• _What you are asked to do_
Repeat each entry word for word. Leave any images out of the copy.

• _Records for this exercise_
==============================

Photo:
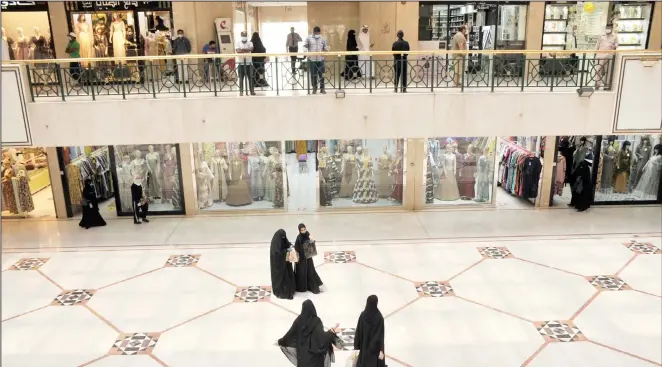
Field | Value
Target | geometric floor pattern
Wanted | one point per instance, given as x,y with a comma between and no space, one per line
540,305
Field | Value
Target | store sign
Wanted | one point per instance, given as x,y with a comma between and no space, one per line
15,121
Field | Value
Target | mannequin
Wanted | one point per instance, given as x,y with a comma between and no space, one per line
84,39
256,168
608,163
385,179
348,174
483,178
204,183
649,183
365,190
447,189
118,37
154,169
622,169
219,168
238,192
23,50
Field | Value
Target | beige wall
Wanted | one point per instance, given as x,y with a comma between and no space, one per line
655,41
335,19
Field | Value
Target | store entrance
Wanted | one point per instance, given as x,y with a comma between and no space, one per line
26,184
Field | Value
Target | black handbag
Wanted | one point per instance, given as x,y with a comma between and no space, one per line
309,249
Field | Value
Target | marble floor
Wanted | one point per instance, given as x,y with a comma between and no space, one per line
539,301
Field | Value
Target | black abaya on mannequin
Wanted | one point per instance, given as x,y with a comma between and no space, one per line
305,274
282,275
369,337
306,344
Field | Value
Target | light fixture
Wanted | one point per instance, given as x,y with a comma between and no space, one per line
585,92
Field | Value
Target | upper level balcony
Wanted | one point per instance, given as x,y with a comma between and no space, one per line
200,98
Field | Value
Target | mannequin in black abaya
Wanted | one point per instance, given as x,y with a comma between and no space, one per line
580,185
305,274
306,344
369,337
282,275
91,215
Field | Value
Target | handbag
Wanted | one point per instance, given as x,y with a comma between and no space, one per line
309,249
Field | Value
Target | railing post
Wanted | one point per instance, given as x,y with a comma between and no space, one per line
27,69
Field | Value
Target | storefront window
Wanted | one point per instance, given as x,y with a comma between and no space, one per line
26,183
240,175
630,168
156,167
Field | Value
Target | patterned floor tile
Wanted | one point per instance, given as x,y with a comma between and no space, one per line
29,263
252,294
495,252
178,261
608,283
434,289
645,248
76,297
340,257
559,331
134,343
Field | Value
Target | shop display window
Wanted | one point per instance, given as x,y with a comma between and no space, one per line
26,184
459,170
240,175
157,168
629,169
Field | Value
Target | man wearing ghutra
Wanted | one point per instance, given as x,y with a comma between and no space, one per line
367,67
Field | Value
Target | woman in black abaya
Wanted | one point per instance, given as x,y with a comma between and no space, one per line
282,275
305,274
90,204
306,344
369,337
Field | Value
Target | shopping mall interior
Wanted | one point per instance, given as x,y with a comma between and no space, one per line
506,211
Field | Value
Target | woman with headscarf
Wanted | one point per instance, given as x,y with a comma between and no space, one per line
258,62
352,69
306,344
305,274
369,337
90,204
282,275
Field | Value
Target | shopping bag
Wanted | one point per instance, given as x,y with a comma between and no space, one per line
309,249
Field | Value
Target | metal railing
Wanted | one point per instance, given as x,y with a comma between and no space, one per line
159,77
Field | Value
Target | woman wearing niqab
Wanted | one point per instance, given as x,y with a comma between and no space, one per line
305,274
282,275
369,337
306,344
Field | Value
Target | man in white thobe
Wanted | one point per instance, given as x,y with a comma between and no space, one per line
367,68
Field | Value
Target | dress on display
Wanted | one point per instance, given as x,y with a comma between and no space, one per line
649,182
447,189
238,192
365,190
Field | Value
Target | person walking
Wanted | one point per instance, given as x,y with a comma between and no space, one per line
316,43
400,62
292,45
245,64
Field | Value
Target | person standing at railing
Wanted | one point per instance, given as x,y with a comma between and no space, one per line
459,43
245,64
316,43
606,42
400,62
292,45
73,49
181,46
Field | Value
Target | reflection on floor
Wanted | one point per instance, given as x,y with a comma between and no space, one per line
541,303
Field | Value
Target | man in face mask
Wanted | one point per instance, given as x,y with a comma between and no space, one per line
181,46
245,64
316,43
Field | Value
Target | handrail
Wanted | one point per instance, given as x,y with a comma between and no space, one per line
332,54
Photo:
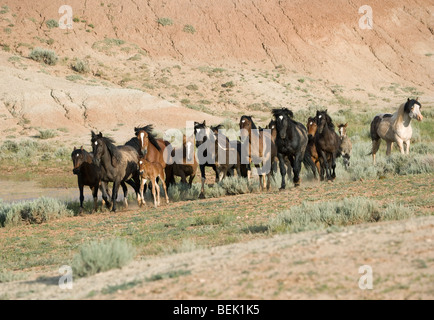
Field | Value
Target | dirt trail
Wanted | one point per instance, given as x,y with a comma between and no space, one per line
311,265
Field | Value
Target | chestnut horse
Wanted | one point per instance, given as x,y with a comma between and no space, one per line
257,149
150,147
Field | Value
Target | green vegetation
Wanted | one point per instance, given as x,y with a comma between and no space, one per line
188,28
165,21
49,57
100,256
33,212
349,211
52,23
80,66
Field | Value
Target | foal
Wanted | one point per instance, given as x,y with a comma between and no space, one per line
151,171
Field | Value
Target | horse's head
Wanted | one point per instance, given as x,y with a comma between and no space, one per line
321,120
142,135
201,133
142,164
311,126
412,107
188,144
272,127
78,158
97,147
282,118
343,129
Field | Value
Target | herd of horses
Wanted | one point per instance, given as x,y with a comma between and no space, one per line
146,159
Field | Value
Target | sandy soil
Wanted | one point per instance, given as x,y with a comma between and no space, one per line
313,265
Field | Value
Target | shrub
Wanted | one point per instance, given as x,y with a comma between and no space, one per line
52,23
44,55
47,134
33,212
100,256
189,29
165,21
313,216
80,66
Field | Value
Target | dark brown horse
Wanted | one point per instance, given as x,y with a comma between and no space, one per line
187,166
261,149
311,131
90,175
327,143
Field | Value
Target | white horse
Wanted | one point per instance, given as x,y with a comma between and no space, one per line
395,127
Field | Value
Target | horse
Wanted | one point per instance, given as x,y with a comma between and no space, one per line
90,175
257,152
153,151
235,144
217,144
187,167
311,131
395,127
119,164
291,141
151,171
346,145
327,143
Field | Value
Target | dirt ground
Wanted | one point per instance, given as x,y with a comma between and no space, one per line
311,265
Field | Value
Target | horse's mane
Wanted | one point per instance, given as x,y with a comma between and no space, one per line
282,112
152,136
251,121
329,120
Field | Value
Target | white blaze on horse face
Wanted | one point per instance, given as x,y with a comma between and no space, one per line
142,134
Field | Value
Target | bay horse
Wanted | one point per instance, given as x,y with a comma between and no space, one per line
291,141
395,127
327,143
346,145
152,171
311,131
258,153
90,175
187,167
119,164
152,148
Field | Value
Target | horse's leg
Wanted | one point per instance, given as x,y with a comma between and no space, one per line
400,144
375,147
154,189
142,187
165,191
296,168
95,197
125,189
325,164
116,185
203,178
407,147
282,170
80,187
333,166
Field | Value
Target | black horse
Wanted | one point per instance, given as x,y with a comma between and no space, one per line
88,174
327,143
291,141
119,164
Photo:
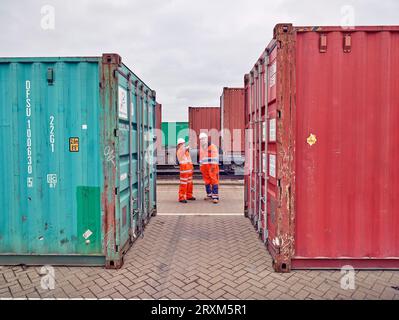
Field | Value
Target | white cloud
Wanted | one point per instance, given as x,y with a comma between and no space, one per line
187,50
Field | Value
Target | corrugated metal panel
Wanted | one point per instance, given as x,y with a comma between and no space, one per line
204,119
332,102
349,174
158,125
173,131
66,161
232,115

==============================

• _The result_
Photo:
Field | Value
Target | geometric floor pattern
Wanted | one point per instance, given as x,y with a comma between and no space, one per line
540,305
Field | Value
Target | store sign
Wanted | one point per instance, given as x,y with a comma between and no space, one per line
15,121
Field | Value
Target | mannequin
Wanted | one point per instance, given as x,y with a comma between and no space, one per line
84,39
256,168
608,163
385,179
348,174
483,178
204,183
649,183
365,190
447,189
118,37
154,169
622,169
219,168
238,192
23,50
Field | Value
Target | beige wall
Wanted | one point per instance, given as x,y with a comma between and no space, one per line
655,41
335,19
Field | Value
Target | store entrance
Wanted | one point per instance, given as x,y with a comma between and no space, one per line
26,184
Field | Value
Target | black handbag
Wanted | one point per instance, given as x,y with a comma between and no space, one per line
309,249
Field | Value
Target | marble floor
Wanted | one point per instance, given as x,y with a comma between and no space, one per line
539,301
Field | Value
Target | black abaya on mannequin
Wanted | one point per instance, given as x,y with a comma between and no space, one per line
305,274
282,275
369,337
306,344
Field | Value
Target | light fixture
Wanted | one point per instance, given as x,y with a comma between and no space, one per line
585,92
Field | Value
Target | upper level balcony
Wanted | one point per instance, given as x,y with a comma between and no space, one per line
200,98
Field | Value
Target | mannequin in black abaya
Wanted | one point per instance, given as x,y with a comma between and no space, one per line
580,185
305,274
306,344
369,337
282,275
91,215
Field | Value
Target | handbag
Wanted | one point per instance, given as x,y with a comma between and no space, one per line
309,249
Field | Value
Target | railing post
Wanted | one point per instance, given as x,y with a comma between and no space, one per line
27,69
Field | Value
Target | storefront window
Wanted | one point per instance, given as x,y with a comma between and no space, one per line
26,183
240,175
630,168
156,167
Field | Value
Target | patterned floor tile
Wanted | one point per instance, given as x,y with a comma between and no space, one per line
29,263
252,294
495,252
178,261
608,283
434,289
645,248
76,297
340,257
559,331
134,343
Field | Value
Target | shop display window
Wanted | one point per instance, given as x,y with a comma between and no space, one per line
26,184
459,170
240,175
157,168
629,169
Field | Value
Target | man wearing ghutra
Wanted | one point per instance, given as x,y with a comma between and no space, one per line
367,67
Field | Value
Target | woman in black abaya
Wanted | one point per instance, given as x,y with a comma between and no space, one per line
282,275
305,274
90,204
306,344
369,337
Field | Value
Target | shopping mall interior
Wanted | one point per instance, given as x,y with a comma between and no space, one per line
506,211
Field | Value
Target | woman with headscarf
Wanted | one point per instance, given as x,y with a comma between and no space, one per line
258,62
352,69
306,344
305,274
369,337
90,204
282,275
Field | Value
Target | shopping bag
Wanted | one point per instance, given as x,y with a comma between and no space, one per line
309,249
Field | Value
Target | metal railing
Wanted | one point per instance, given as x,y with a comma between and no space, one per line
159,77
Field | Value
Target | woman wearing niqab
Wanted | one point per instance, given as x,y with a comma between and no space, one per line
305,274
282,275
369,337
306,344
Field | Value
Target | man in white thobe
Wanted | one point per instance, given as x,y with a comma between and no space, one per line
367,68
Field | Value
Target | dress on display
Wanted | one point per instance, given as x,y with a comma between and no space, one per line
649,182
447,189
238,192
365,190
Field | Value
Target | person walking
Wanted | one point per instance, given as x,y with a comma between and no space, one per line
316,43
400,62
292,45
245,64
Field | Value
Target | person standing at railing
Wanted | one point per instance, given as x,y with a comma between and no space, one per line
459,43
245,64
316,43
606,42
400,62
292,45
73,49
181,46
Field | Value
Target | reflection on floor
Wanted | one point per instance, given as x,y with a comma between and no space, one per line
541,303
Field | Value
Target | man in face mask
Wanted | one point per instance, given as x,y with a comma between and no space, one per line
181,46
245,64
316,43
Field | Value
Target | handrail
Wanted | one point per instance, given as x,y with a comma between and no space, one per line
332,54
Photo:
Field | Value
Target | dirt trail
Wanted | one point per instance, given as x,y with a comma between and no space, one per line
311,265
Field | Value
Target | chestnut horse
Wanted | one point per instance, given as x,y with a comma between and no space, one per line
257,149
150,147
Field | Value
Target | green vegetation
Wanted | one point per instance, given as x,y with a comma between and no space, one per line
188,28
165,21
49,57
100,256
33,212
349,211
52,23
80,66
Field | Value
Target | foal
Wanted | one point per instance, given as x,y with a comma between and no space, one per line
151,171
Field | Value
Target | horse's head
Wanted | one point per instance, given as x,y with a comma between and no space, one per line
321,120
142,135
201,133
142,164
311,126
412,107
188,144
272,127
78,158
97,147
282,118
343,129
Field | Value
Target | herd of horses
Wanted | one point per instance, given as x,y with a comma between and no space, one per line
146,159
Field | Value
Target | sandy soil
Wanted | one point per instance, given as x,y with a comma between and no space, one per line
313,265
Field | Value
Target | shrub
Wanted | one point per instance, given as x,y with a comma between and no space, one per line
52,23
44,55
47,134
33,212
100,256
189,29
165,21
313,216
80,66
Field | Value
Target | dark brown horse
Wanted | one point per instance, given as x,y with a comma between and no space, one per line
187,166
261,149
311,131
90,175
327,143
Field | Value
Target | white horse
Wanted | one point per instance, given as x,y with a comma between and no space, one per line
395,127
Field | Value
Target | horse
Wanted | one point per instance, given as x,y with a comma between and no space, one per line
90,175
257,152
153,151
235,144
217,144
187,167
311,131
395,127
119,164
291,141
151,171
346,145
327,143
Field | Value
Target | dirt ground
Wanted | one point per instance, given as x,y with a comma between and no space, one per line
311,265
Field | Value
Target | horse's mane
Wanted | one point per instance, given as x,y with a comma between and no space, one per line
282,112
152,136
251,121
329,120
Field | Value
Target | white blaze on horse face
Wanted | one point per instance, given as x,y with a comma between and no space, one per line
142,134
Field | Value
Target | bay horse
Wanted | one point per instance, given as x,y with a comma between and no space, one per line
291,141
395,127
327,143
346,145
152,171
311,131
258,153
90,175
187,167
119,164
152,148
Field | Value
Target | horse's leg
Wanted | one point per instance, given as x,y with a comma between and no space, one per line
400,144
375,147
154,189
142,187
165,191
296,168
95,197
125,189
325,164
116,185
203,178
407,147
282,170
80,187
333,166
Field | Value
Target | black horse
Wanted | one point per instance, given as x,y with a comma between and no space, one per line
88,174
327,143
291,141
119,164
Photo:
Field | Value
Target | white cloud
Wanted | one point per instance, given as x,y with a comma between and no space, one per line
187,50
Field | Value
Target | corrugated metal panel
Wanted | one point per instance, given as x,y with a comma between and no space, one per line
204,119
332,102
349,174
158,125
173,131
66,161
232,115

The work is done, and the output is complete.